-------- Data --------

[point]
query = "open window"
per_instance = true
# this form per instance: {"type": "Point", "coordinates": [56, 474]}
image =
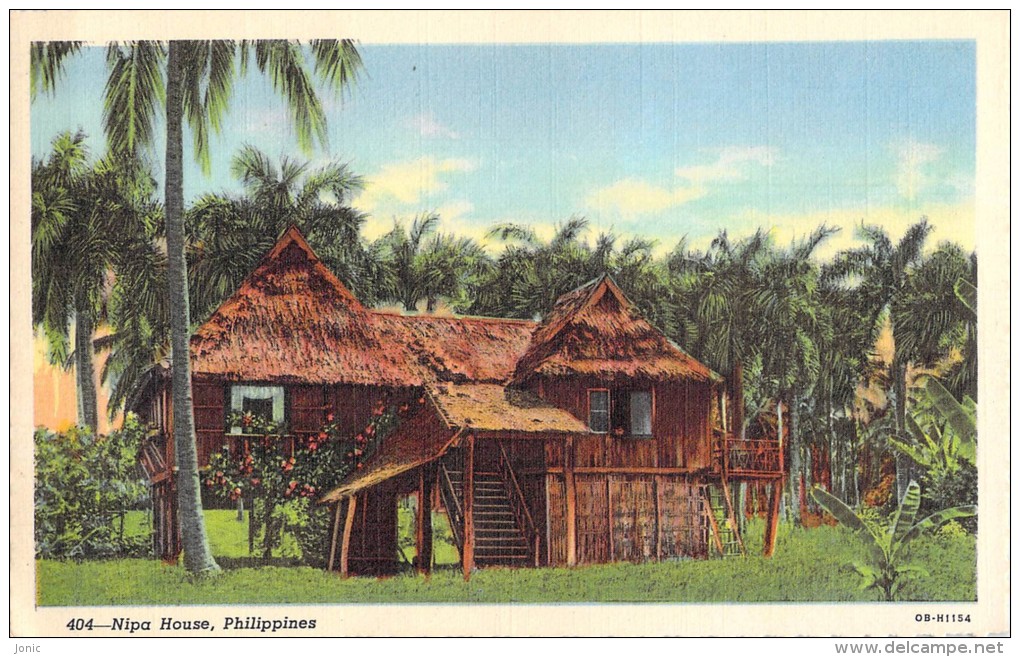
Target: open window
{"type": "Point", "coordinates": [265, 404]}
{"type": "Point", "coordinates": [598, 410]}
{"type": "Point", "coordinates": [622, 412]}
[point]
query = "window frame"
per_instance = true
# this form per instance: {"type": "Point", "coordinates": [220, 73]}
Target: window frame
{"type": "Point", "coordinates": [651, 412]}
{"type": "Point", "coordinates": [607, 411]}
{"type": "Point", "coordinates": [276, 393]}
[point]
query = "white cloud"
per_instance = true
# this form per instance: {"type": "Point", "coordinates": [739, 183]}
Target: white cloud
{"type": "Point", "coordinates": [427, 125]}
{"type": "Point", "coordinates": [913, 158]}
{"type": "Point", "coordinates": [630, 198]}
{"type": "Point", "coordinates": [403, 186]}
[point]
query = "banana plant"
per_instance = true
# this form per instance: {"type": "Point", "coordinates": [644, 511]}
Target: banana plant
{"type": "Point", "coordinates": [885, 569]}
{"type": "Point", "coordinates": [944, 431]}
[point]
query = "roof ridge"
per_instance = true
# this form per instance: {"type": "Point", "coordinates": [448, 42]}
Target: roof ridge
{"type": "Point", "coordinates": [456, 317]}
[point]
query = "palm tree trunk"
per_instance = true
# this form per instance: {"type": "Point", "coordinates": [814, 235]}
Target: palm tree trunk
{"type": "Point", "coordinates": [900, 409]}
{"type": "Point", "coordinates": [88, 409]}
{"type": "Point", "coordinates": [198, 557]}
{"type": "Point", "coordinates": [796, 462]}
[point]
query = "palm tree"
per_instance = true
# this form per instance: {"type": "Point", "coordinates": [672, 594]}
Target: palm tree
{"type": "Point", "coordinates": [199, 78]}
{"type": "Point", "coordinates": [228, 235]}
{"type": "Point", "coordinates": [84, 217]}
{"type": "Point", "coordinates": [882, 270]}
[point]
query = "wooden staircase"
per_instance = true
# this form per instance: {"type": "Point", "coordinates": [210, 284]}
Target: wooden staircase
{"type": "Point", "coordinates": [498, 538]}
{"type": "Point", "coordinates": [724, 536]}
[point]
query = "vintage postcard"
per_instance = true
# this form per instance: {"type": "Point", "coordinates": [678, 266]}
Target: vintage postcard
{"type": "Point", "coordinates": [509, 323]}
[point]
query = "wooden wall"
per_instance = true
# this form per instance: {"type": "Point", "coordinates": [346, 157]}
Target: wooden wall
{"type": "Point", "coordinates": [628, 517]}
{"type": "Point", "coordinates": [373, 535]}
{"type": "Point", "coordinates": [307, 408]}
{"type": "Point", "coordinates": [681, 427]}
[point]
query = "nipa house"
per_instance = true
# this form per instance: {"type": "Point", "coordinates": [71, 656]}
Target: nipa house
{"type": "Point", "coordinates": [584, 438]}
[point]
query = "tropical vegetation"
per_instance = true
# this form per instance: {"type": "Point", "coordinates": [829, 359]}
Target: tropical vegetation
{"type": "Point", "coordinates": [113, 268]}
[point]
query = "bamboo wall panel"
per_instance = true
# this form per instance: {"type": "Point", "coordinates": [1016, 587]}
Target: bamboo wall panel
{"type": "Point", "coordinates": [556, 519]}
{"type": "Point", "coordinates": [593, 519]}
{"type": "Point", "coordinates": [373, 537]}
{"type": "Point", "coordinates": [208, 393]}
{"type": "Point", "coordinates": [684, 524]}
{"type": "Point", "coordinates": [633, 517]}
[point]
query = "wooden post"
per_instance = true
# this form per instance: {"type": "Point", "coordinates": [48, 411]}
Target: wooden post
{"type": "Point", "coordinates": [737, 400]}
{"type": "Point", "coordinates": [657, 486]}
{"type": "Point", "coordinates": [571, 495]}
{"type": "Point", "coordinates": [336, 538]}
{"type": "Point", "coordinates": [609, 519]}
{"type": "Point", "coordinates": [345, 548]}
{"type": "Point", "coordinates": [424, 520]}
{"type": "Point", "coordinates": [772, 522]}
{"type": "Point", "coordinates": [468, 551]}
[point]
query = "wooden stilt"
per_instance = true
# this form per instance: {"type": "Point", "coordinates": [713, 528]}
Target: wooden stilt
{"type": "Point", "coordinates": [345, 548]}
{"type": "Point", "coordinates": [772, 522]}
{"type": "Point", "coordinates": [657, 485]}
{"type": "Point", "coordinates": [424, 520]}
{"type": "Point", "coordinates": [571, 495]}
{"type": "Point", "coordinates": [468, 550]}
{"type": "Point", "coordinates": [730, 517]}
{"type": "Point", "coordinates": [336, 538]}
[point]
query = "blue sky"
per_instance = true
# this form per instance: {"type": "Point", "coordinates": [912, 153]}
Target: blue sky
{"type": "Point", "coordinates": [656, 140]}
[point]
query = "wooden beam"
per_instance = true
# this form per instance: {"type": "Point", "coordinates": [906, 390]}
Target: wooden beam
{"type": "Point", "coordinates": [467, 554]}
{"type": "Point", "coordinates": [333, 543]}
{"type": "Point", "coordinates": [423, 525]}
{"type": "Point", "coordinates": [345, 548]}
{"type": "Point", "coordinates": [772, 522]}
{"type": "Point", "coordinates": [571, 495]}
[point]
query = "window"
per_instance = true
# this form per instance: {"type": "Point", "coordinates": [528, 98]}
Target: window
{"type": "Point", "coordinates": [641, 412]}
{"type": "Point", "coordinates": [598, 410]}
{"type": "Point", "coordinates": [264, 402]}
{"type": "Point", "coordinates": [620, 412]}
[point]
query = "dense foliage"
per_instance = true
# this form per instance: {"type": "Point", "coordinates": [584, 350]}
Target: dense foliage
{"type": "Point", "coordinates": [85, 486]}
{"type": "Point", "coordinates": [281, 479]}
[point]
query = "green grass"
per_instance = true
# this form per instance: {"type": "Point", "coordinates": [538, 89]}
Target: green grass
{"type": "Point", "coordinates": [809, 565]}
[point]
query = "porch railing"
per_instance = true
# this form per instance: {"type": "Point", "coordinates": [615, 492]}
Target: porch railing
{"type": "Point", "coordinates": [752, 457]}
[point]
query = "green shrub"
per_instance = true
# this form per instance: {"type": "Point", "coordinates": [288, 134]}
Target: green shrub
{"type": "Point", "coordinates": [85, 486]}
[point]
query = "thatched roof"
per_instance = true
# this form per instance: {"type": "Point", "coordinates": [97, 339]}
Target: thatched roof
{"type": "Point", "coordinates": [293, 320]}
{"type": "Point", "coordinates": [497, 408]}
{"type": "Point", "coordinates": [596, 331]}
{"type": "Point", "coordinates": [417, 441]}
{"type": "Point", "coordinates": [465, 349]}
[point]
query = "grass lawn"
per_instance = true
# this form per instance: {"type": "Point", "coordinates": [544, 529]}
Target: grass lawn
{"type": "Point", "coordinates": [809, 565]}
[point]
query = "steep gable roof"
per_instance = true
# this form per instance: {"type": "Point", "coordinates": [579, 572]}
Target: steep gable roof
{"type": "Point", "coordinates": [293, 320]}
{"type": "Point", "coordinates": [597, 331]}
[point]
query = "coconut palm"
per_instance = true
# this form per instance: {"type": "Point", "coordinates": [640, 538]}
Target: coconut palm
{"type": "Point", "coordinates": [199, 77]}
{"type": "Point", "coordinates": [84, 218]}
{"type": "Point", "coordinates": [227, 235]}
{"type": "Point", "coordinates": [882, 269]}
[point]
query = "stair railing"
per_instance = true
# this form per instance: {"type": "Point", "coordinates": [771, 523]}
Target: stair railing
{"type": "Point", "coordinates": [518, 504]}
{"type": "Point", "coordinates": [452, 503]}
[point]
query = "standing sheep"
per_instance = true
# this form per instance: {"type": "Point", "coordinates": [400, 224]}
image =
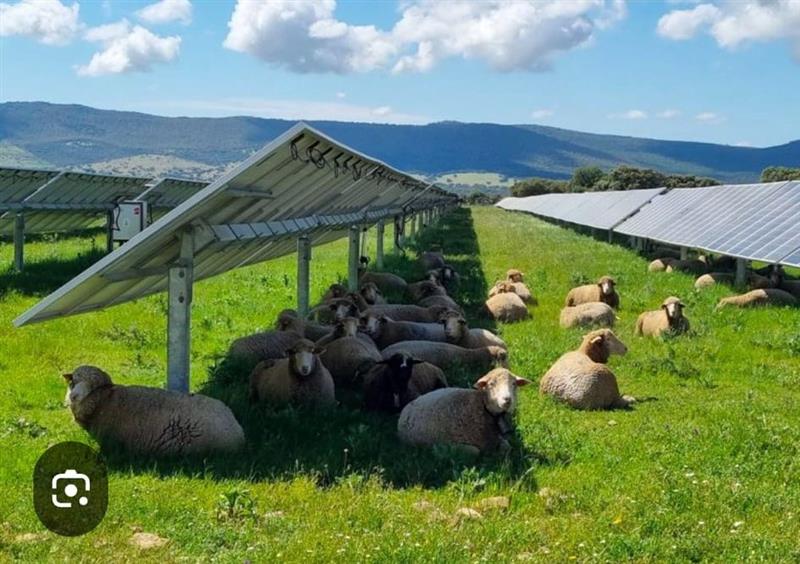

--------

**Stated task**
Count the lines in the entries above that contain the word "shrub", with case counting. Reply with the number only.

**Finished task**
2